--- RECORDS FOR THE EXERCISE Enclosed Below ---

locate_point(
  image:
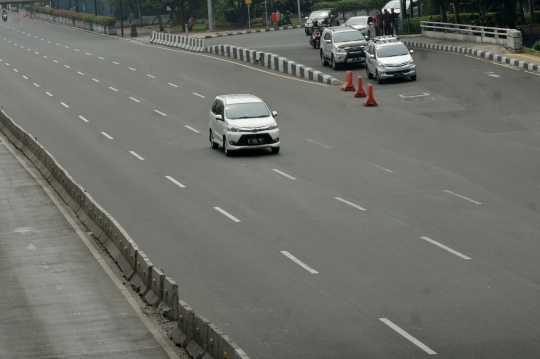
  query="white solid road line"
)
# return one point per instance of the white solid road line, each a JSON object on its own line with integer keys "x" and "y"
{"x": 318, "y": 143}
{"x": 382, "y": 168}
{"x": 175, "y": 181}
{"x": 136, "y": 155}
{"x": 299, "y": 262}
{"x": 283, "y": 174}
{"x": 407, "y": 336}
{"x": 460, "y": 196}
{"x": 227, "y": 214}
{"x": 192, "y": 129}
{"x": 445, "y": 247}
{"x": 350, "y": 203}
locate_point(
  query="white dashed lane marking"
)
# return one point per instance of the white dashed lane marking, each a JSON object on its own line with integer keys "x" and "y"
{"x": 227, "y": 214}
{"x": 445, "y": 248}
{"x": 407, "y": 336}
{"x": 175, "y": 181}
{"x": 299, "y": 262}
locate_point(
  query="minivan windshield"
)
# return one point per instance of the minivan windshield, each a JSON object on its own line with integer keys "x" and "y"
{"x": 348, "y": 36}
{"x": 392, "y": 50}
{"x": 240, "y": 111}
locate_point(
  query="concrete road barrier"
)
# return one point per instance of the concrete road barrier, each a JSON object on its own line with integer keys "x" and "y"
{"x": 199, "y": 338}
{"x": 155, "y": 287}
{"x": 274, "y": 62}
{"x": 169, "y": 299}
{"x": 181, "y": 335}
{"x": 192, "y": 330}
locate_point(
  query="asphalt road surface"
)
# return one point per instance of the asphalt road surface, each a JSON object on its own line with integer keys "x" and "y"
{"x": 397, "y": 231}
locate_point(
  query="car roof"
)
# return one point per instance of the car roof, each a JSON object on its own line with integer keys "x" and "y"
{"x": 239, "y": 98}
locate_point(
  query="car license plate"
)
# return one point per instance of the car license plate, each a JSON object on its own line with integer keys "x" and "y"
{"x": 255, "y": 141}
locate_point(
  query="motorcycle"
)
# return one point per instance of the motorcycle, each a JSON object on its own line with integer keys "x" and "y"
{"x": 315, "y": 39}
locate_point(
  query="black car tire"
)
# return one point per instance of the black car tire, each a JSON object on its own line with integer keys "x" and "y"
{"x": 213, "y": 144}
{"x": 323, "y": 60}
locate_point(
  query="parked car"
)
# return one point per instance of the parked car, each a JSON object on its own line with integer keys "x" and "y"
{"x": 318, "y": 15}
{"x": 342, "y": 45}
{"x": 387, "y": 58}
{"x": 240, "y": 122}
{"x": 364, "y": 24}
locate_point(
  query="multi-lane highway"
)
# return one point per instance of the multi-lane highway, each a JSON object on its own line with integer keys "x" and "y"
{"x": 398, "y": 231}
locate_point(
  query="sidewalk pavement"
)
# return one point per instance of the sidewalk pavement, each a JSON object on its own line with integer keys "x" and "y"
{"x": 61, "y": 297}
{"x": 489, "y": 51}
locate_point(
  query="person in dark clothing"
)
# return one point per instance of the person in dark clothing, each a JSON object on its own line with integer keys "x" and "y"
{"x": 395, "y": 16}
{"x": 387, "y": 18}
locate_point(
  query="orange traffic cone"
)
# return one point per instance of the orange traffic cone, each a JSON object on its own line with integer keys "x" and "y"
{"x": 360, "y": 91}
{"x": 347, "y": 85}
{"x": 370, "y": 100}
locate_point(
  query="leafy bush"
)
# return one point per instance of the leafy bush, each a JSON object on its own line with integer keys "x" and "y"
{"x": 82, "y": 16}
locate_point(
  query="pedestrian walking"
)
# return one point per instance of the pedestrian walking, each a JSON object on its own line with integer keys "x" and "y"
{"x": 387, "y": 22}
{"x": 380, "y": 24}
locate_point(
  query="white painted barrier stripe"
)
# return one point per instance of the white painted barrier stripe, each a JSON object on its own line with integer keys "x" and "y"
{"x": 227, "y": 214}
{"x": 299, "y": 262}
{"x": 407, "y": 336}
{"x": 445, "y": 247}
{"x": 136, "y": 155}
{"x": 350, "y": 203}
{"x": 460, "y": 196}
{"x": 175, "y": 181}
{"x": 382, "y": 168}
{"x": 192, "y": 129}
{"x": 283, "y": 174}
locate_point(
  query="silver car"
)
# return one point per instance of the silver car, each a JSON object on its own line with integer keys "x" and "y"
{"x": 387, "y": 58}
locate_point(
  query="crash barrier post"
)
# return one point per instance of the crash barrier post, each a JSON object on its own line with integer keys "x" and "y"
{"x": 370, "y": 100}
{"x": 348, "y": 85}
{"x": 192, "y": 330}
{"x": 360, "y": 90}
{"x": 197, "y": 346}
{"x": 169, "y": 299}
{"x": 155, "y": 287}
{"x": 274, "y": 62}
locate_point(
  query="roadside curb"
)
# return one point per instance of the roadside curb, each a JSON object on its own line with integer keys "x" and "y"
{"x": 274, "y": 62}
{"x": 478, "y": 53}
{"x": 251, "y": 31}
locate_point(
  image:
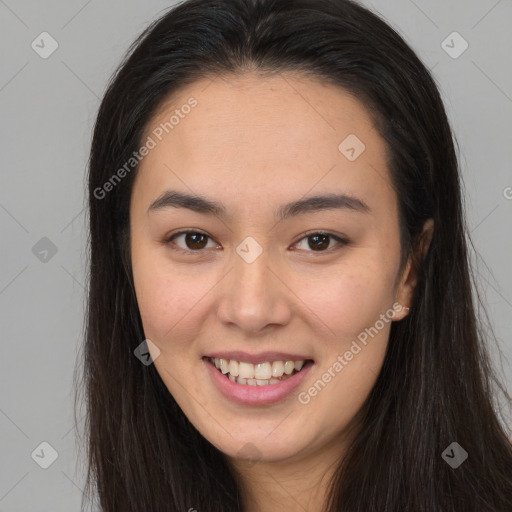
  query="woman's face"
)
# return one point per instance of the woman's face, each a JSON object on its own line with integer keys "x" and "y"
{"x": 259, "y": 282}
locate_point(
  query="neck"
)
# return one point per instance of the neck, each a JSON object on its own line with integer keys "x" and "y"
{"x": 297, "y": 484}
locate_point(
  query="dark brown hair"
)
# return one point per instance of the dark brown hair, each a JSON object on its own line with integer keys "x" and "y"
{"x": 436, "y": 385}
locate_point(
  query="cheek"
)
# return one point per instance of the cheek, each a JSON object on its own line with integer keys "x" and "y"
{"x": 166, "y": 298}
{"x": 353, "y": 300}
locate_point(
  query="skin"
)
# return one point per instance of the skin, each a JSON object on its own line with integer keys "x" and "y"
{"x": 247, "y": 136}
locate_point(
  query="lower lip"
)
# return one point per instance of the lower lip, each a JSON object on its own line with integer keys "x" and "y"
{"x": 256, "y": 395}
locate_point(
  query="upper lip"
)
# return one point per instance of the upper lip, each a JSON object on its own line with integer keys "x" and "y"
{"x": 261, "y": 357}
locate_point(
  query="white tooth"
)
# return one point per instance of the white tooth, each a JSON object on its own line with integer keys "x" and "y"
{"x": 289, "y": 367}
{"x": 233, "y": 368}
{"x": 263, "y": 371}
{"x": 277, "y": 369}
{"x": 246, "y": 370}
{"x": 224, "y": 365}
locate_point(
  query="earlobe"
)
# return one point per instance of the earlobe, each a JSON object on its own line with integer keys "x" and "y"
{"x": 405, "y": 290}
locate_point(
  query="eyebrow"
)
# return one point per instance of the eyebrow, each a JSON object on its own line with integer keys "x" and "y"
{"x": 199, "y": 204}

--- End of Enclosed RECORDS FOR THE EXERCISE ---

• **YOUR INSTRUCTIONS**:
Without the pictures, write out every entry exactly as it appears.

• **YOUR SOLUTION**:
locate_point(
  image:
  query="white solid road line"
)
# return one point per instance of the white solid road line, each a JSON object on its own line with integer keys "x" and "y"
{"x": 318, "y": 143}
{"x": 382, "y": 168}
{"x": 175, "y": 181}
{"x": 136, "y": 155}
{"x": 299, "y": 262}
{"x": 283, "y": 174}
{"x": 407, "y": 336}
{"x": 460, "y": 196}
{"x": 227, "y": 214}
{"x": 192, "y": 129}
{"x": 445, "y": 247}
{"x": 350, "y": 203}
locate_point(
  query="white dashed lane marking"
)
# return one point per instance of the white dashed lane marking, each a JSON object on its own line with integer keys "x" and "y"
{"x": 227, "y": 214}
{"x": 445, "y": 248}
{"x": 407, "y": 336}
{"x": 175, "y": 181}
{"x": 299, "y": 262}
locate_point(
  query="minivan windshield"
)
# return one point per instance of the minivan windshield, each a JSON object on its own line with integer keys "x" and "y"
{"x": 348, "y": 36}
{"x": 392, "y": 50}
{"x": 240, "y": 111}
locate_point(
  query="concrete road barrier"
)
# return one point per instance of the concrete road barrier, each a JSON object on its own line with integer keys "x" and "y"
{"x": 199, "y": 338}
{"x": 155, "y": 287}
{"x": 274, "y": 62}
{"x": 169, "y": 299}
{"x": 181, "y": 335}
{"x": 192, "y": 330}
locate_point(
  query="asphalt road surface"
)
# return one point per instance of the asphalt road surface, each a JSON object on its own line with integer keys "x" and "y"
{"x": 397, "y": 231}
locate_point(
  query="car roof"
)
# return one point per instance of the car roof, each a JSON object on its own line with integer keys "x" and "y"
{"x": 239, "y": 98}
locate_point(
  query="car license plate"
)
# return one point per instance of the car license plate, each a JSON object on its own line with integer keys "x" and "y"
{"x": 255, "y": 141}
locate_point(
  query="motorcycle"
)
# return one point per instance of the motorcycle, each a JSON object on its own line with integer keys "x" and "y"
{"x": 315, "y": 39}
locate_point(
  query="black car tire"
)
# return one point per instance of the black car tire, each a JSON object on its own line with integer keys "x" and "y"
{"x": 213, "y": 144}
{"x": 323, "y": 60}
locate_point(
  query="parked car"
)
# return one point per instance of the parked car, each a JSON object on its own line with integer keys "x" and "y"
{"x": 318, "y": 15}
{"x": 342, "y": 45}
{"x": 387, "y": 58}
{"x": 240, "y": 122}
{"x": 364, "y": 24}
locate_point(
  query="multi-lane highway"
)
# return one point per instance of the multi-lane highway, each a JSON object on its own line with integer keys "x" and "y"
{"x": 398, "y": 231}
locate_point(
  query="sidewalk pavement"
)
# return one point per instance of the sidewalk pavement, each a JSON object on its own line with integer keys "x" and "y"
{"x": 61, "y": 297}
{"x": 489, "y": 51}
locate_point(
  query="person in dark clothing"
)
# return one point per instance of the person in dark clothing, each a JSON object on its own line with integer keys "x" and "y"
{"x": 395, "y": 16}
{"x": 387, "y": 18}
locate_point(
  query="orange traffic cone"
)
# return one point per instance of the orange traffic cone, each a JSON object on its own line with integer keys "x" and "y"
{"x": 360, "y": 91}
{"x": 347, "y": 85}
{"x": 370, "y": 100}
locate_point(
  query="leafy bush"
)
# return one point per instance of the leafy bush, each a JSON object on its own line with integer keys "x" and "y"
{"x": 82, "y": 16}
locate_point(
  query="pedestrian walking"
)
# return one point per instance of the pedestrian walking, each a JSON object on its own line with integer keys "x" and "y"
{"x": 387, "y": 22}
{"x": 380, "y": 24}
locate_point(
  query="white painted barrier stripe"
)
# return one point per instance of the white painted barrier stripe, each a JSON object on its own line with integer keys "x" and "y"
{"x": 227, "y": 214}
{"x": 299, "y": 262}
{"x": 407, "y": 336}
{"x": 445, "y": 247}
{"x": 136, "y": 155}
{"x": 350, "y": 203}
{"x": 460, "y": 196}
{"x": 175, "y": 181}
{"x": 382, "y": 168}
{"x": 192, "y": 129}
{"x": 283, "y": 174}
locate_point(
  query="silver car"
)
# return one point per instance of the silver car, each a JSON object on its own line with integer keys "x" and "y"
{"x": 387, "y": 58}
locate_point(
  query="crash barrier post"
)
# return one point per instance of the crash barrier post, each a JSON object on its own line with integer keys "x" and "y"
{"x": 370, "y": 100}
{"x": 348, "y": 85}
{"x": 192, "y": 330}
{"x": 360, "y": 90}
{"x": 197, "y": 346}
{"x": 169, "y": 299}
{"x": 155, "y": 287}
{"x": 274, "y": 62}
locate_point(
  query="roadside curb"
)
# return one point per instance of the roadside curb, each a JSON object on its own line with integer keys "x" and "y"
{"x": 274, "y": 62}
{"x": 478, "y": 53}
{"x": 251, "y": 31}
locate_point(
  image:
  query="woman's face"
)
# return one point per instance of the woman's face, each a JSON object on its own line with integer keys "x" and "y"
{"x": 259, "y": 282}
locate_point(
  query="neck"
)
# return one point per instance of the neck, each a JSON object on its own line with integer keys "x" and "y"
{"x": 297, "y": 484}
locate_point(
  query="dark brown hair"
)
# return one point per instance of the dark brown hair, each a JSON object on its own line with integer keys "x" and "y"
{"x": 436, "y": 385}
locate_point(
  query="cheek"
)
# return one point per instance of the cheek, each a JSON object on its own line with integer keys "x" and "y"
{"x": 166, "y": 298}
{"x": 353, "y": 300}
locate_point(
  query="skin"
)
# return one point per instance of the skin, each a JSON object on its own line with integer keys "x" and "y"
{"x": 247, "y": 136}
locate_point(
  query="lower lip"
)
# return one point per instance of the lower lip, each a JSON object on its own line with integer keys "x" and "y"
{"x": 256, "y": 395}
locate_point(
  query="upper lip"
)
# return one point per instance of the upper lip, each a JSON object on its own line with integer keys "x" and "y"
{"x": 261, "y": 357}
locate_point(
  query="white tooth"
)
# return one point per instance of the white tooth, each a JSON object on its own line with integer keys "x" and "y"
{"x": 289, "y": 367}
{"x": 233, "y": 368}
{"x": 263, "y": 371}
{"x": 277, "y": 369}
{"x": 246, "y": 370}
{"x": 224, "y": 365}
locate_point(
  query="earlobe"
)
# return one point per instance of the earlobe, each a JSON object on its own line with integer keys "x" and "y"
{"x": 405, "y": 290}
locate_point(
  query="eyebrow"
)
# return one point per instance of the eyebrow, each a JSON object on its own line with integer keys "x" and "y"
{"x": 199, "y": 204}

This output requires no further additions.